→ Quoted passage

###

In this manuscript, the authors propose a framework for ranking of semantic associations (i.e. facts about entities) of entities appearing in a textual snippet. The premise is that, due to the different interests of users, ranking functions need to take into account the user interests in providing SA ranks that match those interests.

The approach makes use of heuristics to capture user interests, and additionally train a separate learning to rank (L2R) model for each user. The instances used for training are taken in an active learning scenario, with early stopping criterion, such that the amount of labeled instances is minimal.

Contextual information when reading news articles or other textual snippets per se is an important topic. Finding the right facts or triples that may help the user to have a better understanding for the topic at hand is crucial. Often the challenges are related to the coverage of facts from the existing KBs; identifying facts that take into account the entities, which co-occur in a textual snippet etc.

To this end, I think the problem in itself is interesting and it is worth pursuing techniques that aide the user in understanding content in which they are no proficient.

There are several issues with this manuscript, which I am listing and explaining them in detail.

1) First of all, the novelty of this manuscript is very limited. Even though there are changes to the previously published article (DaCENA), however, the previously published article is a demo and the scientific contribution is very limited. The heuristics that are supposed to capture user interests have no user features nor features that can maybe exploit the user similarities (as it is done in recommender systems) for training L2R models that are sensitive to users' interests.

2) Training L2R models for individual users is highly ineffective and additionally you will use a lot of information that can be leveraged from the other users that may share similar interests. I would strongly advice to have a look at the literature in the recommender systems. For instance, [1,2] (to name a few) propose personalized recommender systems in the use case of online news. Now, here the task is recommendation of online news, however, the task can be easily tweaked to recommend SAs.

###

→ Objective A
Please condense the paragraph of the review beginning "The approach makes use of heuristics" into a short bulleted list that keeps its main facts.
→ Objective B
According to the review, what kind of article was the previously published DaCENA work?
→ Objective C
Carry the review forward from its final sentence, continuing the list of issues with the manuscript.

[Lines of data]
###

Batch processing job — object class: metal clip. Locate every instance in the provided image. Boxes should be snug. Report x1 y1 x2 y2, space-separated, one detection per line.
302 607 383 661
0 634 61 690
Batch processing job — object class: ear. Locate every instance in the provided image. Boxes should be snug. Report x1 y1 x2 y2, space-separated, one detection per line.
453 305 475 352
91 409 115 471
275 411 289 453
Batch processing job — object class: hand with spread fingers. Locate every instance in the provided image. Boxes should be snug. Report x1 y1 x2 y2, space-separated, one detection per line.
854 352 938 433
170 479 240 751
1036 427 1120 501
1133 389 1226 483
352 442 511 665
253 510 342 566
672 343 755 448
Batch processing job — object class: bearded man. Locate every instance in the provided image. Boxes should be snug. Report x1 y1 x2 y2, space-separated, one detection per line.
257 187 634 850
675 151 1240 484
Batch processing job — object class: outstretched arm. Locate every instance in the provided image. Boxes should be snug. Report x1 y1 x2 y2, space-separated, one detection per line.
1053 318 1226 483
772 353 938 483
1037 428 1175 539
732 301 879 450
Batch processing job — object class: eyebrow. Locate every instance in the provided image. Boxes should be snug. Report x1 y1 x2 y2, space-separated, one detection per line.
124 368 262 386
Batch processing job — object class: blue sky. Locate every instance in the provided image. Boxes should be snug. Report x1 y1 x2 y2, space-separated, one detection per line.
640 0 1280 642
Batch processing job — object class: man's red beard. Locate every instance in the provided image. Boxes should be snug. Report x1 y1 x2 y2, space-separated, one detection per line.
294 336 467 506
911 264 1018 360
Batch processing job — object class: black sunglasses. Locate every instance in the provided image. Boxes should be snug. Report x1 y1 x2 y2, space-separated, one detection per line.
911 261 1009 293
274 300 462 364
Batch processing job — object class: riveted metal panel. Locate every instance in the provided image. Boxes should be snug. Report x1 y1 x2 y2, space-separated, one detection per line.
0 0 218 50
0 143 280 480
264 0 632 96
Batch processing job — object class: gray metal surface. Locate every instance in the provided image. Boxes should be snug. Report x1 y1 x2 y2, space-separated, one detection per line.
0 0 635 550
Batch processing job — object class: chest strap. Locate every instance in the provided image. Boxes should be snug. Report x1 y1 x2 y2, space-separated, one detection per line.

###

→ Exercise output A
- Heuristics are used to capture user interests.
- A separate learning to rank (L2R) model is trained for each user.
- Training instances are chosen through active learning with an early stopping criterion, which keeps the number of labeled instances minimal.

→ Exercise output B
It was a demo, and its scientific contribution was very limited.

→ Exercise output C
3) The proposed SAs for a user are done through the DaCENA approach, which ranks the SAs based on a serendipity measure. How can this be a useful measure for a user who has no idea about a topic in which she is reading a news article? Furthermore, it is hard for me to understand how can you use TF-IDF measure to measure the relevance between a fact or triple with a news article? This is probably the wrong measure as the IDF will be the same for each term, thus, you are comparing only tf word vectors. In that case, the similarities will be eventually decided by the distribution of stop words or frequent words which may not have to do anything with the topic.

4) How can you justify that a user wants to read 50 to 100 SAs for an article? This seems like an arbitrary number and I find it hard to believe that any user would be interested in reading an additional 100 facts for a news article. What happens in the case where the knowledge base has no sufficient coverage of facts for an article? What is the fallback mechanism in such scenarios?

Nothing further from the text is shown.